*Requirements:*
Which lines in the rows below contain the string "stone"? Select and copy each one, and treat uppercase and lowercase as different.

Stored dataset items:
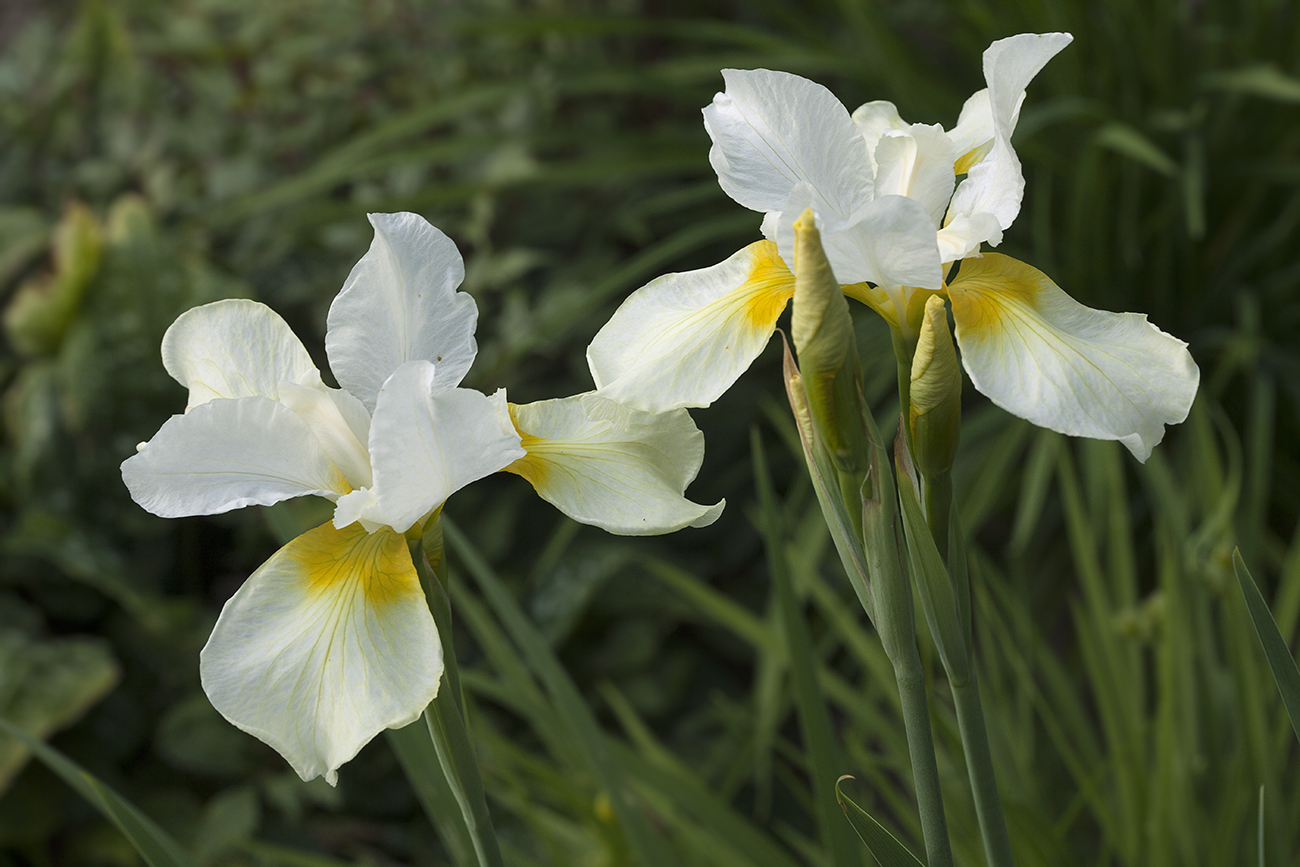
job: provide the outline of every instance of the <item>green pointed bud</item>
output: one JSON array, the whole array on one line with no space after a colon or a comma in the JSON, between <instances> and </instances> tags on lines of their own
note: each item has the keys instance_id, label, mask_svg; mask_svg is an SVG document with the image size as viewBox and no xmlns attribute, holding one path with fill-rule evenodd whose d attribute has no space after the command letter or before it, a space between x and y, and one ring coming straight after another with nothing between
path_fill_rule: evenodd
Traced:
<instances>
[{"instance_id":1,"label":"green pointed bud","mask_svg":"<svg viewBox=\"0 0 1300 867\"><path fill-rule=\"evenodd\" d=\"M957 455L962 416L962 370L948 330L948 305L939 295L926 302L926 313L911 356L907 422L916 468L927 477L946 473Z\"/></svg>"},{"instance_id":2,"label":"green pointed bud","mask_svg":"<svg viewBox=\"0 0 1300 867\"><path fill-rule=\"evenodd\" d=\"M841 472L864 473L866 404L853 317L822 248L822 233L814 224L811 209L794 221L794 312L790 330L818 435ZM858 478L849 487L854 497L861 481Z\"/></svg>"}]
</instances>

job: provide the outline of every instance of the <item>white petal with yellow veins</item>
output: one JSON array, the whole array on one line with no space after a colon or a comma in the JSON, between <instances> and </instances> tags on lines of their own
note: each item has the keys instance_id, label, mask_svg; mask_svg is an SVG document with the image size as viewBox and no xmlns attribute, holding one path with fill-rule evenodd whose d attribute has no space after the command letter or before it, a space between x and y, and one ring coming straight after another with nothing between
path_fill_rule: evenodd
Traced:
<instances>
[{"instance_id":1,"label":"white petal with yellow veins","mask_svg":"<svg viewBox=\"0 0 1300 867\"><path fill-rule=\"evenodd\" d=\"M1187 417L1200 370L1140 313L1084 307L998 253L966 259L948 287L971 382L997 406L1072 437L1118 439L1147 460Z\"/></svg>"},{"instance_id":2,"label":"white petal with yellow veins","mask_svg":"<svg viewBox=\"0 0 1300 867\"><path fill-rule=\"evenodd\" d=\"M776 244L632 292L586 350L597 390L636 409L707 407L749 369L794 294Z\"/></svg>"},{"instance_id":3,"label":"white petal with yellow veins","mask_svg":"<svg viewBox=\"0 0 1300 867\"><path fill-rule=\"evenodd\" d=\"M280 549L226 602L199 663L230 723L303 780L338 767L438 693L442 645L406 539L325 524Z\"/></svg>"},{"instance_id":4,"label":"white petal with yellow veins","mask_svg":"<svg viewBox=\"0 0 1300 867\"><path fill-rule=\"evenodd\" d=\"M705 437L685 409L629 409L599 394L511 407L524 458L507 467L576 521L621 536L707 526L724 503L684 497Z\"/></svg>"},{"instance_id":5,"label":"white petal with yellow veins","mask_svg":"<svg viewBox=\"0 0 1300 867\"><path fill-rule=\"evenodd\" d=\"M350 490L307 424L269 398L209 400L172 416L122 463L122 481L161 517Z\"/></svg>"},{"instance_id":6,"label":"white petal with yellow veins","mask_svg":"<svg viewBox=\"0 0 1300 867\"><path fill-rule=\"evenodd\" d=\"M190 390L187 409L217 398L280 399L280 383L316 365L265 304L233 298L186 311L162 335L162 367Z\"/></svg>"}]
</instances>

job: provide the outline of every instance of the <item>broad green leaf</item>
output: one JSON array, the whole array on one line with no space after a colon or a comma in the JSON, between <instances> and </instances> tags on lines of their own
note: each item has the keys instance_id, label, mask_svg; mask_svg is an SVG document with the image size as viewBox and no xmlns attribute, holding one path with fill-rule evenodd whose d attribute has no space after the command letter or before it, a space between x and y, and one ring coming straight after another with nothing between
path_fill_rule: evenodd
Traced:
<instances>
[{"instance_id":1,"label":"broad green leaf","mask_svg":"<svg viewBox=\"0 0 1300 867\"><path fill-rule=\"evenodd\" d=\"M1178 164L1165 155L1149 138L1127 123L1112 121L1102 126L1092 138L1093 144L1127 156L1141 162L1148 169L1166 177L1178 174Z\"/></svg>"},{"instance_id":2,"label":"broad green leaf","mask_svg":"<svg viewBox=\"0 0 1300 867\"><path fill-rule=\"evenodd\" d=\"M117 680L117 660L99 641L0 629L0 718L38 740L79 719ZM21 742L0 737L0 792L27 755Z\"/></svg>"},{"instance_id":3,"label":"broad green leaf","mask_svg":"<svg viewBox=\"0 0 1300 867\"><path fill-rule=\"evenodd\" d=\"M1242 560L1242 552L1236 549L1232 550L1232 569L1236 571L1236 580L1242 585L1242 595L1245 597L1251 621L1254 624L1254 632L1260 636L1260 643L1264 645L1264 655L1269 660L1269 668L1273 669L1273 679L1278 682L1278 692L1282 693L1282 703L1286 705L1287 716L1291 718L1291 727L1296 731L1296 737L1300 738L1300 667L1296 667L1287 641L1273 620L1269 604L1260 594L1260 588L1256 586L1251 571Z\"/></svg>"},{"instance_id":4,"label":"broad green leaf","mask_svg":"<svg viewBox=\"0 0 1300 867\"><path fill-rule=\"evenodd\" d=\"M840 788L841 784L845 780L853 779L849 775L844 775L836 780L835 797L838 798L840 809L844 810L845 818L848 818L849 824L853 825L853 831L866 845L871 857L876 859L876 863L880 867L926 867L920 858L911 854L883 824L854 803L849 796L844 794L844 789Z\"/></svg>"},{"instance_id":5,"label":"broad green leaf","mask_svg":"<svg viewBox=\"0 0 1300 867\"><path fill-rule=\"evenodd\" d=\"M6 719L0 719L0 732L22 741L46 767L90 801L105 819L117 825L150 867L196 867L181 845L152 819L62 753L32 738Z\"/></svg>"}]
</instances>

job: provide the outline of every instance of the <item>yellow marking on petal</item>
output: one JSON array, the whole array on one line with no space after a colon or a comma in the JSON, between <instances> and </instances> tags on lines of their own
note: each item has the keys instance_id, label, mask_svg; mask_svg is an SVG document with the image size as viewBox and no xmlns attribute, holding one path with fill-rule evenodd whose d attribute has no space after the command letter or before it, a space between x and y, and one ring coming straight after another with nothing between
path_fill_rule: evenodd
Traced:
<instances>
[{"instance_id":1,"label":"yellow marking on petal","mask_svg":"<svg viewBox=\"0 0 1300 867\"><path fill-rule=\"evenodd\" d=\"M754 330L771 331L781 311L794 296L794 274L785 266L776 244L759 240L749 246L753 264L749 278L734 290L734 302Z\"/></svg>"},{"instance_id":2,"label":"yellow marking on petal","mask_svg":"<svg viewBox=\"0 0 1300 867\"><path fill-rule=\"evenodd\" d=\"M376 607L424 594L406 538L389 528L367 533L360 523L341 530L326 523L295 538L282 552L298 567L312 595L338 593L344 582L359 582Z\"/></svg>"},{"instance_id":3,"label":"yellow marking on petal","mask_svg":"<svg viewBox=\"0 0 1300 867\"><path fill-rule=\"evenodd\" d=\"M972 147L970 151L957 157L957 162L953 165L953 173L968 174L970 170L974 169L980 160L988 156L988 152L992 149L993 149L993 139L989 139L983 144Z\"/></svg>"},{"instance_id":4,"label":"yellow marking on petal","mask_svg":"<svg viewBox=\"0 0 1300 867\"><path fill-rule=\"evenodd\" d=\"M519 434L519 445L526 454L507 467L504 472L523 476L533 487L541 487L546 484L546 474L550 469L549 464L541 458L541 452L546 450L547 441L534 437L519 426L519 417L515 415L517 407L514 403L507 403L506 408L510 409L510 422L515 425L515 433Z\"/></svg>"},{"instance_id":5,"label":"yellow marking on petal","mask_svg":"<svg viewBox=\"0 0 1300 867\"><path fill-rule=\"evenodd\" d=\"M957 278L948 286L953 303L953 318L963 335L979 339L991 333L1015 328L1014 308L1036 308L1041 282L1046 276L1036 268L1000 253L984 253L980 259L963 259Z\"/></svg>"}]
</instances>

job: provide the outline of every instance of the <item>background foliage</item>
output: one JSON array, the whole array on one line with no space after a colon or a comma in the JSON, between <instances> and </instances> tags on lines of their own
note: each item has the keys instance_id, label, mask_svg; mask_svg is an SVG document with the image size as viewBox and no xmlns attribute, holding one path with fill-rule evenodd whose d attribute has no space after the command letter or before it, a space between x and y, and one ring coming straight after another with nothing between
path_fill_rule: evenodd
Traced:
<instances>
[{"instance_id":1,"label":"background foliage","mask_svg":"<svg viewBox=\"0 0 1300 867\"><path fill-rule=\"evenodd\" d=\"M364 213L410 209L465 253L469 385L582 391L584 347L627 292L758 237L707 162L698 110L720 68L786 69L850 108L884 97L952 125L991 40L1069 30L1017 131L1028 192L1004 247L1187 339L1202 390L1144 467L966 391L957 491L1011 836L1027 864L1243 863L1262 785L1269 863L1291 863L1296 745L1228 554L1240 545L1294 638L1297 16L1283 0L6 4L0 714L202 861L448 863L455 842L384 738L338 789L302 784L203 697L220 604L325 515L162 521L130 502L117 465L183 402L159 363L165 328L252 296L318 352ZM888 420L888 339L858 312ZM823 746L854 797L918 840L897 693L802 477L776 365L772 347L696 413L708 454L692 495L728 499L712 528L619 539L508 477L448 506L455 641L512 863L628 863L614 798L650 818L666 864L827 863L798 677L829 706ZM775 480L762 507L751 430ZM774 567L806 607L812 671L792 671ZM974 864L941 675L935 689L954 845ZM136 863L25 757L0 740L0 863Z\"/></svg>"}]
</instances>

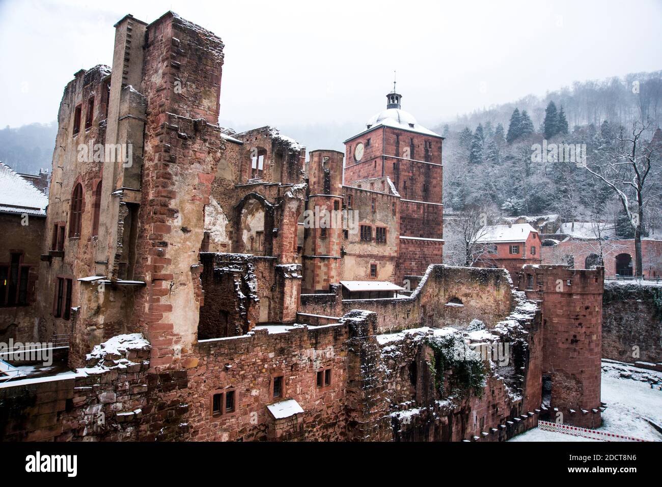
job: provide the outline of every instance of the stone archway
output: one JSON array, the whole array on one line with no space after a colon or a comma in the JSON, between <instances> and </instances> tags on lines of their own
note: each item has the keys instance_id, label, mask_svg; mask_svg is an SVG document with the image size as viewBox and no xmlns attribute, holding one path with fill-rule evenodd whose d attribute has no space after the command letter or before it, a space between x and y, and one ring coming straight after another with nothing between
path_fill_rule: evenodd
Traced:
<instances>
[{"instance_id":1,"label":"stone archway","mask_svg":"<svg viewBox=\"0 0 662 487\"><path fill-rule=\"evenodd\" d=\"M634 275L632 256L629 253L619 253L616 257L616 274L620 276Z\"/></svg>"},{"instance_id":2,"label":"stone archway","mask_svg":"<svg viewBox=\"0 0 662 487\"><path fill-rule=\"evenodd\" d=\"M273 205L256 193L234 207L234 251L271 256L273 251Z\"/></svg>"}]
</instances>

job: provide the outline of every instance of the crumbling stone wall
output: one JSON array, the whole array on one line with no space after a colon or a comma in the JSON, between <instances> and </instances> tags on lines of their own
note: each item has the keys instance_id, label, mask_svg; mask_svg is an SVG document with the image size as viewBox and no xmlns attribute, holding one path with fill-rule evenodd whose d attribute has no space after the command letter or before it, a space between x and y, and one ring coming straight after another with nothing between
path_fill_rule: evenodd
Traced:
<instances>
[{"instance_id":1,"label":"crumbling stone wall","mask_svg":"<svg viewBox=\"0 0 662 487\"><path fill-rule=\"evenodd\" d=\"M75 373L0 384L0 441L138 439L149 343L113 337Z\"/></svg>"},{"instance_id":2,"label":"crumbling stone wall","mask_svg":"<svg viewBox=\"0 0 662 487\"><path fill-rule=\"evenodd\" d=\"M518 280L530 299L541 302L550 408L564 423L599 427L604 269L525 265Z\"/></svg>"},{"instance_id":3,"label":"crumbling stone wall","mask_svg":"<svg viewBox=\"0 0 662 487\"><path fill-rule=\"evenodd\" d=\"M503 269L430 265L410 297L332 302L307 296L300 311L341 316L352 309L369 310L377 314L379 332L385 333L424 325L464 328L475 318L493 326L510 314L513 303L512 281Z\"/></svg>"},{"instance_id":4,"label":"crumbling stone wall","mask_svg":"<svg viewBox=\"0 0 662 487\"><path fill-rule=\"evenodd\" d=\"M622 362L662 360L662 286L606 282L602 357Z\"/></svg>"},{"instance_id":5,"label":"crumbling stone wall","mask_svg":"<svg viewBox=\"0 0 662 487\"><path fill-rule=\"evenodd\" d=\"M27 304L0 309L0 341L5 343L10 338L18 341L38 338L35 333L35 319L38 316L36 307L40 300L37 281L46 218L29 215L27 225L22 224L23 220L21 214L0 214L0 228L3 229L0 262L11 262L11 253L20 251L23 252L21 266L29 266Z\"/></svg>"}]
</instances>

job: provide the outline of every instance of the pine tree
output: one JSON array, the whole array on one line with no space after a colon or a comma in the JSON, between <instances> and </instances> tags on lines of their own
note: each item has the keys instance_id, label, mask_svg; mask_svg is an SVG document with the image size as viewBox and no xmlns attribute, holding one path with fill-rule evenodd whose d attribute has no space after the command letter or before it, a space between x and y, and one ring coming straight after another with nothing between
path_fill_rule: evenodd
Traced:
<instances>
[{"instance_id":1,"label":"pine tree","mask_svg":"<svg viewBox=\"0 0 662 487\"><path fill-rule=\"evenodd\" d=\"M536 132L534 128L534 122L531 121L531 117L526 112L526 110L522 111L522 115L520 118L520 136L530 135Z\"/></svg>"},{"instance_id":2,"label":"pine tree","mask_svg":"<svg viewBox=\"0 0 662 487\"><path fill-rule=\"evenodd\" d=\"M473 134L471 133L469 127L465 127L464 130L459 133L459 145L465 149L469 149L471 146L471 138Z\"/></svg>"},{"instance_id":3,"label":"pine tree","mask_svg":"<svg viewBox=\"0 0 662 487\"><path fill-rule=\"evenodd\" d=\"M508 135L506 140L508 144L522 134L522 116L518 109L515 109L510 115L510 123L508 126Z\"/></svg>"},{"instance_id":4,"label":"pine tree","mask_svg":"<svg viewBox=\"0 0 662 487\"><path fill-rule=\"evenodd\" d=\"M495 136L494 129L492 128L492 122L489 120L485 122L485 125L483 128L483 132L485 134L486 139L491 139Z\"/></svg>"},{"instance_id":5,"label":"pine tree","mask_svg":"<svg viewBox=\"0 0 662 487\"><path fill-rule=\"evenodd\" d=\"M506 135L504 133L503 124L499 124L495 130L495 136L493 138L496 144L503 144L506 142Z\"/></svg>"},{"instance_id":6,"label":"pine tree","mask_svg":"<svg viewBox=\"0 0 662 487\"><path fill-rule=\"evenodd\" d=\"M494 139L487 143L487 147L485 149L485 160L493 164L501 163L501 154L498 150L498 146Z\"/></svg>"},{"instance_id":7,"label":"pine tree","mask_svg":"<svg viewBox=\"0 0 662 487\"><path fill-rule=\"evenodd\" d=\"M545 120L543 120L542 126L546 139L551 139L559 133L559 114L553 101L550 101L545 109Z\"/></svg>"},{"instance_id":8,"label":"pine tree","mask_svg":"<svg viewBox=\"0 0 662 487\"><path fill-rule=\"evenodd\" d=\"M469 161L472 164L483 163L483 144L485 142L485 134L483 132L483 126L480 124L476 127L476 131L471 139L471 146L469 153Z\"/></svg>"},{"instance_id":9,"label":"pine tree","mask_svg":"<svg viewBox=\"0 0 662 487\"><path fill-rule=\"evenodd\" d=\"M565 112L563 111L563 106L561 106L561 110L559 111L559 119L556 128L559 134L563 134L565 135L568 133L568 120L565 118Z\"/></svg>"}]
</instances>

*Task solution:*
job: provide the outline of every instance of the stone archway
[{"instance_id":1,"label":"stone archway","mask_svg":"<svg viewBox=\"0 0 662 487\"><path fill-rule=\"evenodd\" d=\"M634 275L632 256L629 253L619 253L616 257L616 274L620 276Z\"/></svg>"},{"instance_id":2,"label":"stone archway","mask_svg":"<svg viewBox=\"0 0 662 487\"><path fill-rule=\"evenodd\" d=\"M273 205L256 193L234 207L234 251L271 256L273 251Z\"/></svg>"}]
job: provide the outline of every instance of the crumbling stone wall
[{"instance_id":1,"label":"crumbling stone wall","mask_svg":"<svg viewBox=\"0 0 662 487\"><path fill-rule=\"evenodd\" d=\"M75 373L0 384L0 441L138 439L149 343L113 337Z\"/></svg>"},{"instance_id":2,"label":"crumbling stone wall","mask_svg":"<svg viewBox=\"0 0 662 487\"><path fill-rule=\"evenodd\" d=\"M518 280L530 299L541 302L550 408L564 423L599 427L604 269L525 265Z\"/></svg>"},{"instance_id":3,"label":"crumbling stone wall","mask_svg":"<svg viewBox=\"0 0 662 487\"><path fill-rule=\"evenodd\" d=\"M503 269L430 265L410 297L332 302L307 296L300 311L341 316L352 309L369 310L377 314L379 332L385 333L424 325L464 328L475 318L493 326L510 314L513 303L512 281Z\"/></svg>"},{"instance_id":4,"label":"crumbling stone wall","mask_svg":"<svg viewBox=\"0 0 662 487\"><path fill-rule=\"evenodd\" d=\"M622 362L662 360L662 286L606 282L602 357Z\"/></svg>"},{"instance_id":5,"label":"crumbling stone wall","mask_svg":"<svg viewBox=\"0 0 662 487\"><path fill-rule=\"evenodd\" d=\"M27 304L0 309L0 341L5 343L10 338L18 341L38 338L35 333L35 319L38 316L36 307L40 300L37 281L46 218L29 215L27 225L22 224L23 220L21 214L0 214L0 228L3 229L0 262L11 262L11 253L20 251L23 252L21 266L29 266Z\"/></svg>"}]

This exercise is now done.